Segment Start: RECORD EXCERPTS

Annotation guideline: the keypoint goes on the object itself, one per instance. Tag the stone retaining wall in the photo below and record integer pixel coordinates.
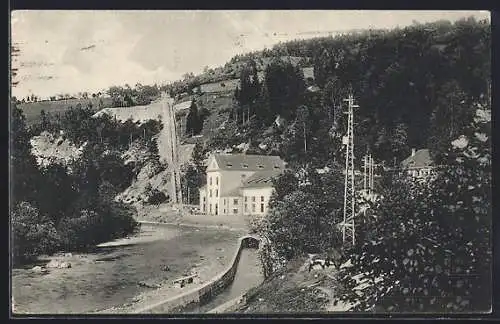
(203, 294)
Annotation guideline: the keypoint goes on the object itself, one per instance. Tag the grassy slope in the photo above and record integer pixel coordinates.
(294, 289)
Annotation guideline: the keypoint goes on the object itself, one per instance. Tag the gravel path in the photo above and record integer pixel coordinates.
(108, 279)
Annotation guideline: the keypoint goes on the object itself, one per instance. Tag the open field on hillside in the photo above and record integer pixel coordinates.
(110, 276)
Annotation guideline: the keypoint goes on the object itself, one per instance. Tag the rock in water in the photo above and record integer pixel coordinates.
(53, 264)
(64, 265)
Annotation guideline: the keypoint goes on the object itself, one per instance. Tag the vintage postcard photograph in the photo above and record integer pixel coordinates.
(250, 162)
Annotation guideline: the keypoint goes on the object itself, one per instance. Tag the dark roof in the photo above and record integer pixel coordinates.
(244, 162)
(261, 179)
(422, 158)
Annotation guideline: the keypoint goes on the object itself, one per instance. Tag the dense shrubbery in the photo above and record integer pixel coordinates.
(137, 96)
(402, 106)
(70, 206)
(303, 216)
(431, 241)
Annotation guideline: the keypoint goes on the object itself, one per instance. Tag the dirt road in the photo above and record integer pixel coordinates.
(109, 278)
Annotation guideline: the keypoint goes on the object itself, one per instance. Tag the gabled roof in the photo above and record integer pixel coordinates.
(261, 179)
(422, 158)
(244, 162)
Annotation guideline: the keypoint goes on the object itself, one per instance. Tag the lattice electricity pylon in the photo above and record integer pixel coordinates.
(347, 225)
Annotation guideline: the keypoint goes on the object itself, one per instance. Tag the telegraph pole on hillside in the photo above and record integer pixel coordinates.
(347, 224)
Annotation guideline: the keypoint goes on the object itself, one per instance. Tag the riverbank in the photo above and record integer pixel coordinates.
(164, 214)
(117, 277)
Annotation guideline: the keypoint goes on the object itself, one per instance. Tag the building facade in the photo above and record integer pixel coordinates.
(419, 164)
(239, 184)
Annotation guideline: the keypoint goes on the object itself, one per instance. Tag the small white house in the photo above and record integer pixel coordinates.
(419, 164)
(239, 184)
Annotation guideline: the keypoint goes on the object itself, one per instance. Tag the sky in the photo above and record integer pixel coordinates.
(76, 51)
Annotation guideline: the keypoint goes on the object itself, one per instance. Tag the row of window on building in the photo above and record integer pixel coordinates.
(235, 210)
(235, 203)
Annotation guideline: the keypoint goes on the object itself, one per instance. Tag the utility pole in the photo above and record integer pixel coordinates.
(371, 175)
(347, 224)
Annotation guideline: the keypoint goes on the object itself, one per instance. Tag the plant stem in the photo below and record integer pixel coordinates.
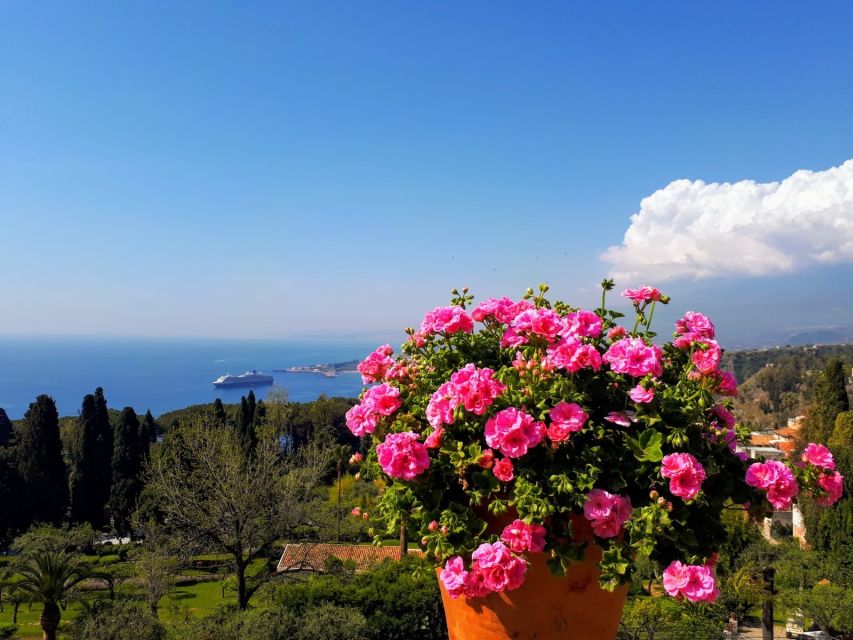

Segment End: RECORD EXCERPTS

EXERCISE PROMPT: Repeat, word for word, each of the records, omitting any image they hold.

RESULT BELOW:
Annotation guideline: the keypoint goes on the object itself, one per instance. Tag the stone retaining wall in the photo below and record integer pixel coordinates.
(203, 294)
Annotation guideline: the keypoint goes on the object itself, one per instance. Tag the grassy slope in the photo above and record integer pixel coordinates.
(294, 289)
Annotation guideline: the keypoint goes on the object itself, one per instance. Tag the gravel path in the photo above and record integer pixel coordinates.
(108, 279)
Annotation guideline: the keypoint goes on the object itself, one per instance. Tag the open field on hillside in the photo above and record integer pixel coordinates.
(110, 276)
Annotation guideline: the keypoint goes on the object itself, one per instance. Tag the rock in water in the photo above and record integer pixel coordinates.
(53, 264)
(64, 265)
Annotation guideline: the keypoint goes on the object itself, one per instance. Tag the vintage postcard photograph in the photo above and record integer pixel coordinates.
(250, 162)
Annotation guideline: the keypoint goes on the object itself, one per instance. Tag the dark roof in the photo above and record integer pixel coordinates.
(244, 162)
(261, 179)
(422, 158)
Annotation guideline: the keypoint goes on the object itself, one per instance. Tag the dense shrubbery in the photo above and record integer pixel coordinates.
(137, 96)
(402, 106)
(70, 206)
(303, 216)
(431, 241)
Annotation guideline: the keypoint goes on the object itself, one per instance. Tag the dirt road in the photo above and record integer pixel coordinates.
(109, 278)
Annotation guideline: the keypoint goes on the object itself, one per instance. Tag the gabled roof in the photo above and record integer pixel coordinates.
(261, 179)
(422, 158)
(244, 162)
Annotation guideline: the keypoint goes on the object itself, one per instance. Tag the lattice electricity pylon in the photo above and record integer pixel coordinates.
(347, 225)
Annotation guideline: the keypoint goes on the object itself, one per instance. Tag the telegraph pole on hillside in the photo above and record integer pixel coordinates.
(347, 224)
Annotation guideline: the keypoint goes on the object itself, one per instance. Tag the riverbank in the photo above and record integer pixel coordinates.
(164, 214)
(117, 277)
Annotation guideline: the keypoint goes on the object itself, one per instance. Tag the building facade in the photo above and record integer pixel coordinates.
(419, 164)
(239, 184)
Annotation guideline: the keypoint goes on the object itself, one per instance. Tag the small white house in the photo above and record integer pixel coordinates.
(419, 164)
(239, 184)
Annotation guideline: the keypoint goes on the object itself, one per instance. Tag the sky in the photo above and record integer pixel coordinates.
(76, 51)
Annotation guideline: the keypoint goes on the object itself, one per instance. Tag the row of window on building in the photo above and record integer pixel coordinates.
(235, 210)
(235, 203)
Annotation guideline: the keypoint goes on the object itself, one per instance. Tag the utility pole in the photo above and record integer pixel coordinates.
(371, 175)
(347, 224)
Annotation guideline: the keypoint goes on the object itself, one per instance. Tag the plant stem in the photo below and record integer pixel coordinates.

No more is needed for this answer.